A block of data:
::::::::

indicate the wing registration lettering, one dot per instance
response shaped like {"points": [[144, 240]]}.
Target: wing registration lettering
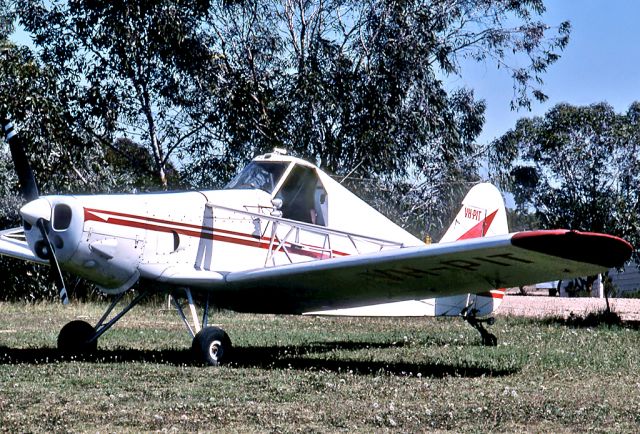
{"points": [[454, 265]]}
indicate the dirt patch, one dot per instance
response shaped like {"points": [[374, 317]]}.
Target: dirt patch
{"points": [[539, 306]]}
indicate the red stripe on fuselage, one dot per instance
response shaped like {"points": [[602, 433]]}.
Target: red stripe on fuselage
{"points": [[202, 232]]}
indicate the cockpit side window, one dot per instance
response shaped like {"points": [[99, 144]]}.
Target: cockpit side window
{"points": [[258, 174], [300, 198]]}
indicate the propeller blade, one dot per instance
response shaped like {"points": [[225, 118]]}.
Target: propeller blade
{"points": [[28, 186], [56, 273]]}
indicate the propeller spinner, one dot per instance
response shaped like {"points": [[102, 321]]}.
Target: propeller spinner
{"points": [[37, 212]]}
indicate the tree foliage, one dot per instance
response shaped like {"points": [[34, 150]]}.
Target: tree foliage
{"points": [[577, 167], [119, 64], [359, 88]]}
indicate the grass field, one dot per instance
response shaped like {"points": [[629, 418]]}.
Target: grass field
{"points": [[317, 374]]}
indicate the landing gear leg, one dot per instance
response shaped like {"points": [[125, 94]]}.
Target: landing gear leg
{"points": [[82, 337], [210, 345], [488, 339]]}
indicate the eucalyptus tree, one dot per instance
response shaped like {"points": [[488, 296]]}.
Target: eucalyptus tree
{"points": [[122, 61], [363, 88], [576, 167]]}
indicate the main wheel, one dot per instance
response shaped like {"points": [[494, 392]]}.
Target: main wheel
{"points": [[212, 346], [489, 340], [74, 338]]}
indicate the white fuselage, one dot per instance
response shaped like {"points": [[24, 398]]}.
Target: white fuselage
{"points": [[114, 240]]}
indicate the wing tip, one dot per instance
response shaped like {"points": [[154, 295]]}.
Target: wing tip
{"points": [[590, 247]]}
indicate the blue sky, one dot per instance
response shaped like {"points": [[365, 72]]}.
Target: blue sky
{"points": [[601, 63]]}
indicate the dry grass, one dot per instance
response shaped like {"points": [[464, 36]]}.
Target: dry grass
{"points": [[318, 374]]}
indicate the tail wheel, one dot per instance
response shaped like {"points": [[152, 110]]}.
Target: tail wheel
{"points": [[75, 337], [212, 346]]}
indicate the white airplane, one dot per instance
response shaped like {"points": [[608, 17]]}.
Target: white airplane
{"points": [[283, 237]]}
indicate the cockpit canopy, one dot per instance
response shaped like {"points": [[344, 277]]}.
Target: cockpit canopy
{"points": [[263, 175], [303, 196]]}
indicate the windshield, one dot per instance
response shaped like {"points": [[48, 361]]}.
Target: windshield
{"points": [[258, 174]]}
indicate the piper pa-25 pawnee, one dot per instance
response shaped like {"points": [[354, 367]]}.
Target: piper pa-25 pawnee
{"points": [[283, 237]]}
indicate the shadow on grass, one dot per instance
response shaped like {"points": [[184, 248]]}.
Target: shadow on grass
{"points": [[272, 357]]}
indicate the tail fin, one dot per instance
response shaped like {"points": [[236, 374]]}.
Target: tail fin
{"points": [[482, 214]]}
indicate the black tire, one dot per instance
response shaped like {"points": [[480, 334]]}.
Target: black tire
{"points": [[490, 340], [212, 346], [74, 337]]}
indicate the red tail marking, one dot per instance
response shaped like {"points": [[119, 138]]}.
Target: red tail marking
{"points": [[479, 229]]}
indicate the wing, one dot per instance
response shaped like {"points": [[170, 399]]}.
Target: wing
{"points": [[476, 266], [14, 244]]}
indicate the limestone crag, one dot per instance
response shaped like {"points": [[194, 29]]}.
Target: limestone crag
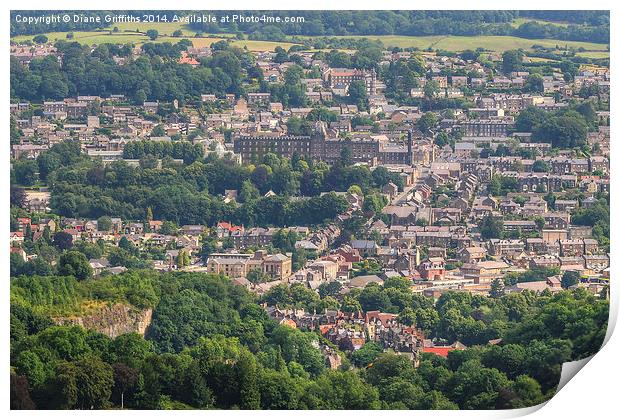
{"points": [[112, 320]]}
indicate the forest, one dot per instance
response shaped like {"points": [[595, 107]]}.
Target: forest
{"points": [[211, 345], [193, 193]]}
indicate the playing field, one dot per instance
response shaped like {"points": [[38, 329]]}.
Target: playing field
{"points": [[488, 42], [520, 21], [135, 33], [121, 37]]}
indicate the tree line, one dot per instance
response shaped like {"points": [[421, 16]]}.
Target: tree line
{"points": [[210, 345]]}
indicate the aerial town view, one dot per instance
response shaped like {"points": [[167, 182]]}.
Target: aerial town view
{"points": [[317, 210]]}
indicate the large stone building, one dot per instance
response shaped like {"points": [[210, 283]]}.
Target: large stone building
{"points": [[320, 148]]}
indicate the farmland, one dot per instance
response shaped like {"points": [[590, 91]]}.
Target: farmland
{"points": [[136, 33]]}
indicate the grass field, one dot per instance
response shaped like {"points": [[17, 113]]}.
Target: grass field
{"points": [[122, 37], [134, 33], [492, 43], [520, 21], [594, 54]]}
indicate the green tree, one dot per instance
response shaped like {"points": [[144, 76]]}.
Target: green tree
{"points": [[570, 278], [152, 34], [74, 263]]}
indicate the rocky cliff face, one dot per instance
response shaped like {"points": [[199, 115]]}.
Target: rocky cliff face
{"points": [[113, 320]]}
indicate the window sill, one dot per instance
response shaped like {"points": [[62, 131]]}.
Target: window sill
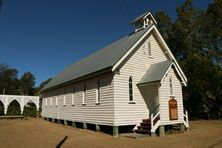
{"points": [[172, 96], [132, 102]]}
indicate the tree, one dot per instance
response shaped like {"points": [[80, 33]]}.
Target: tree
{"points": [[195, 39], [37, 89], [27, 83], [1, 2], [9, 81]]}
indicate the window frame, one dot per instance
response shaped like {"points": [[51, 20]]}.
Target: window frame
{"points": [[50, 101], [131, 89], [98, 92], [73, 96], [84, 94], [149, 49], [171, 86], [56, 101], [46, 102], [64, 99]]}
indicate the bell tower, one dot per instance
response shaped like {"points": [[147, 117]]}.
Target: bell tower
{"points": [[143, 21]]}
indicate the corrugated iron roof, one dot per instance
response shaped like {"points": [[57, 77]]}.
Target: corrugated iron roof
{"points": [[156, 72], [100, 60]]}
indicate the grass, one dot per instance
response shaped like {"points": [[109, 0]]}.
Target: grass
{"points": [[40, 133]]}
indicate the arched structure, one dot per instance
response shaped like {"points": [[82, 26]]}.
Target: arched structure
{"points": [[22, 100]]}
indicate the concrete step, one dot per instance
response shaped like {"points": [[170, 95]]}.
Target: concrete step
{"points": [[142, 131], [144, 127]]}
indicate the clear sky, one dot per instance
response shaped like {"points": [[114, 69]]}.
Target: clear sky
{"points": [[45, 36]]}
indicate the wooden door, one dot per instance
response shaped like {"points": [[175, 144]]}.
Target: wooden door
{"points": [[173, 111]]}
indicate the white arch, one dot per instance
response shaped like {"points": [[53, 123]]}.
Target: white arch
{"points": [[22, 100]]}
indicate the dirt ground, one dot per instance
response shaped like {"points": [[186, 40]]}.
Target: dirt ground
{"points": [[39, 133]]}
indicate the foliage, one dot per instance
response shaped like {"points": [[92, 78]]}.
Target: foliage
{"points": [[14, 108], [27, 83], [37, 89], [195, 38], [1, 108], [30, 110], [8, 78]]}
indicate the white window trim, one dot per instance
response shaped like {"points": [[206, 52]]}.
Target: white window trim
{"points": [[50, 101], [64, 99], [131, 101], [46, 102], [171, 86], [84, 94], [56, 101], [149, 49], [98, 92], [73, 97]]}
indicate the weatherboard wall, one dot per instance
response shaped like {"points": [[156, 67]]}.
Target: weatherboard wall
{"points": [[126, 112], [165, 96], [102, 113]]}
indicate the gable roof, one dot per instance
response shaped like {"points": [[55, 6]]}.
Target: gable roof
{"points": [[104, 58], [156, 72]]}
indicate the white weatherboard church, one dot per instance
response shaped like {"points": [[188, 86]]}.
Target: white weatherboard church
{"points": [[134, 81]]}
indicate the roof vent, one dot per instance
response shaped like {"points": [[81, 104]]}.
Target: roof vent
{"points": [[143, 21]]}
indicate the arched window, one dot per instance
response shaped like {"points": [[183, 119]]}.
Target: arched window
{"points": [[130, 89], [50, 101], [84, 94], [64, 99], [171, 86], [46, 101], [56, 101], [173, 111], [73, 96], [149, 49]]}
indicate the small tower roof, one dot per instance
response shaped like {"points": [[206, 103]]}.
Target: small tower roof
{"points": [[143, 17]]}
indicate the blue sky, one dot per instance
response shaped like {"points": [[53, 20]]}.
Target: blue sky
{"points": [[45, 36]]}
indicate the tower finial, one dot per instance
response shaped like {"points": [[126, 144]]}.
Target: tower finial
{"points": [[143, 21]]}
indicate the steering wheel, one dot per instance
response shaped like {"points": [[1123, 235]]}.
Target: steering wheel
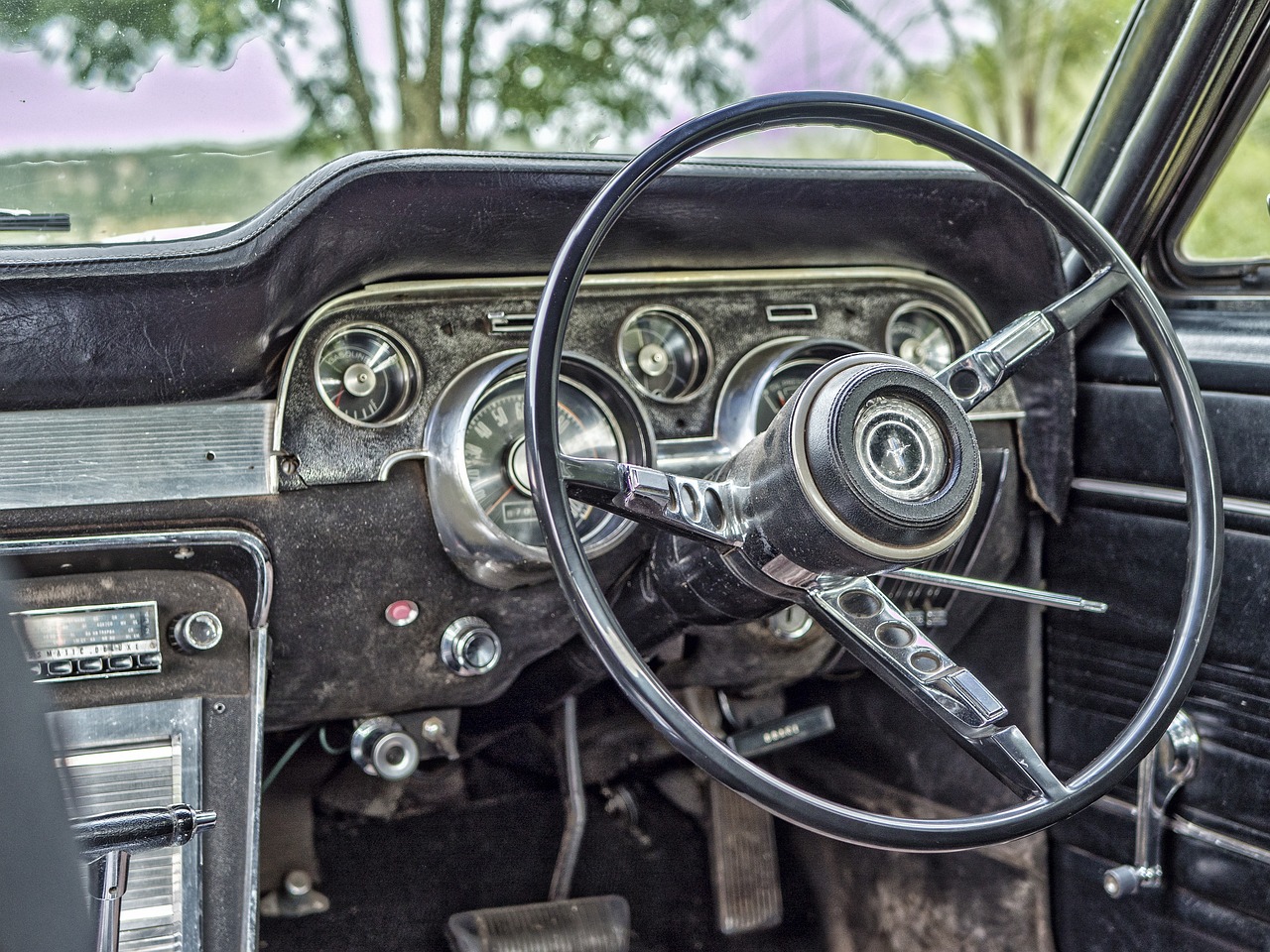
{"points": [[871, 465]]}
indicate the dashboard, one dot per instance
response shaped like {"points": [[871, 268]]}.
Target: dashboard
{"points": [[676, 371], [277, 409]]}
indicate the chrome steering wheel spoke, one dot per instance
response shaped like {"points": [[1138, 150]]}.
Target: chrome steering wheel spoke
{"points": [[881, 638], [971, 377], [698, 509]]}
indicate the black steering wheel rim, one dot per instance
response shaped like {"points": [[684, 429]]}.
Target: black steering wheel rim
{"points": [[604, 633]]}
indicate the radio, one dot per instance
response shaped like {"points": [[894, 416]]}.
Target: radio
{"points": [[90, 642]]}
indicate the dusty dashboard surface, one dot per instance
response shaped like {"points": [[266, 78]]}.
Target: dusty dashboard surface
{"points": [[425, 382]]}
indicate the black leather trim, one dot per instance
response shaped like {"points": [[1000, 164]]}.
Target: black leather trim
{"points": [[1124, 434], [1225, 339], [211, 317]]}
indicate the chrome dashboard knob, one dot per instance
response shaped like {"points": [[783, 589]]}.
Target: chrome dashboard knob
{"points": [[468, 647], [195, 631], [382, 749]]}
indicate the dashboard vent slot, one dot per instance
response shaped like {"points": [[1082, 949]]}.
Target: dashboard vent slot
{"points": [[500, 322], [792, 313]]}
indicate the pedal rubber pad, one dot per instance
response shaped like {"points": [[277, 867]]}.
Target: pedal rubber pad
{"points": [[747, 883], [593, 924]]}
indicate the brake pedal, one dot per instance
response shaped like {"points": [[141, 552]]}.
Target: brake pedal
{"points": [[743, 871], [594, 924]]}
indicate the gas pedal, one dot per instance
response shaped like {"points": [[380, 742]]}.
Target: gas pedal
{"points": [[594, 924], [747, 883]]}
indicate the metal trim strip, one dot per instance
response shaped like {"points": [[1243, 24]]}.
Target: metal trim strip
{"points": [[653, 281], [136, 453], [1237, 506], [263, 560]]}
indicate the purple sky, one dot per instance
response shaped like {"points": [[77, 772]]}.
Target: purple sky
{"points": [[801, 44]]}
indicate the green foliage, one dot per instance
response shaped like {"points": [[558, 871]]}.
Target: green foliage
{"points": [[1021, 71], [467, 72], [1232, 222], [585, 70]]}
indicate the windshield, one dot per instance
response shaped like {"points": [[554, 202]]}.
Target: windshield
{"points": [[150, 119]]}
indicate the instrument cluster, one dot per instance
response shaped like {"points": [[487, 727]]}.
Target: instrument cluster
{"points": [[675, 371]]}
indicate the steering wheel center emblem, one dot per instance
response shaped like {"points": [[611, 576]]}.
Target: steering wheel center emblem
{"points": [[901, 448]]}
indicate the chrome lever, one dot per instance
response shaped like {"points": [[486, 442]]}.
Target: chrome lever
{"points": [[997, 589], [1170, 766], [108, 841]]}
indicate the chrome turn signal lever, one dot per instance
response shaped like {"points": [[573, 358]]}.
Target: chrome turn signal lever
{"points": [[1160, 775]]}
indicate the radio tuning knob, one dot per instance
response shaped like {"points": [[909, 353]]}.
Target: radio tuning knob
{"points": [[194, 633]]}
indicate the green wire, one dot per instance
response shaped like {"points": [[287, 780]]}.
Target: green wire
{"points": [[326, 746], [285, 758]]}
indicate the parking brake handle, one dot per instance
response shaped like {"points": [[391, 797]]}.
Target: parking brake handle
{"points": [[1171, 765], [107, 843]]}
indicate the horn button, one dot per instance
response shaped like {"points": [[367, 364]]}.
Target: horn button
{"points": [[870, 465], [901, 448]]}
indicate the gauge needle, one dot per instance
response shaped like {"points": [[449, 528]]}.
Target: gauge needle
{"points": [[506, 494]]}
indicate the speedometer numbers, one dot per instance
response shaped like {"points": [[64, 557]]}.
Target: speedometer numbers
{"points": [[367, 375], [665, 353], [498, 470]]}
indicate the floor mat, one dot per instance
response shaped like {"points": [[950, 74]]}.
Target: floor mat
{"points": [[394, 884]]}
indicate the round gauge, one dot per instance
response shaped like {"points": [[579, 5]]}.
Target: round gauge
{"points": [[498, 468], [924, 335], [781, 385], [367, 375], [665, 353]]}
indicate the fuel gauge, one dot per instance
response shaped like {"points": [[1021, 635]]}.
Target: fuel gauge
{"points": [[367, 375], [924, 335], [665, 353]]}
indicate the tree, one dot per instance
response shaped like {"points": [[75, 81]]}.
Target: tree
{"points": [[1017, 70], [447, 73]]}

::::::::

## PROBLEM DETAILS
Please rewrite the material from the line containing "indicate the round" through the end of the material as a numbered list, omitting any blank lines.

## RESPONSE TO THIS TASK
1. indicate the round gauge, one dot per instance
2. response shaped like {"points": [[579, 5]]}.
3. Target: round gauge
4. {"points": [[498, 468], [924, 335], [781, 385], [367, 375], [665, 353]]}
5. indicate the fuel gauge, one dot per instance
6. response shaped like {"points": [[1021, 635]]}.
7. Target: fuel gauge
8. {"points": [[367, 375], [924, 335], [665, 353]]}
9. indicate the tree, one dot per instance
10. response shaped like {"points": [[75, 81]]}.
11. Target: tree
12. {"points": [[1017, 70], [447, 73]]}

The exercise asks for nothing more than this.